Required action: Every line holding the string "edge" is to be copied from the entries below.

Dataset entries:
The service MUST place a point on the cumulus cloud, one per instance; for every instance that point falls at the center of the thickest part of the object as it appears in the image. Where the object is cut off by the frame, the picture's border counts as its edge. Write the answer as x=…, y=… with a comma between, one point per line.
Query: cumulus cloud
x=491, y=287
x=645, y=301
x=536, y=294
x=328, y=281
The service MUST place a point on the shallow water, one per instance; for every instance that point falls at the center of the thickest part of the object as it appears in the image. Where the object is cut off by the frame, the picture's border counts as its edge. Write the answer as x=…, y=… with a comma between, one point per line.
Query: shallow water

Exercise result:
The service MUST place a point on the cumulus cloud, one per instance; for every instance that point falls at the center of the thickest part of the object as it appears in the image. Where the object is cut off by the frame, the picture's border counts as its edge. Write the answer as x=…, y=… with a comma between, one point per line.
The service MUST place a point on the shallow water, one per instance; for every instance that point falls at the center of the thickest part of the object as it appears in the image. Where the object is cut off by the frame, the picture's border counts as its edge. Write the answer as x=…, y=… with a comma between, one point per line.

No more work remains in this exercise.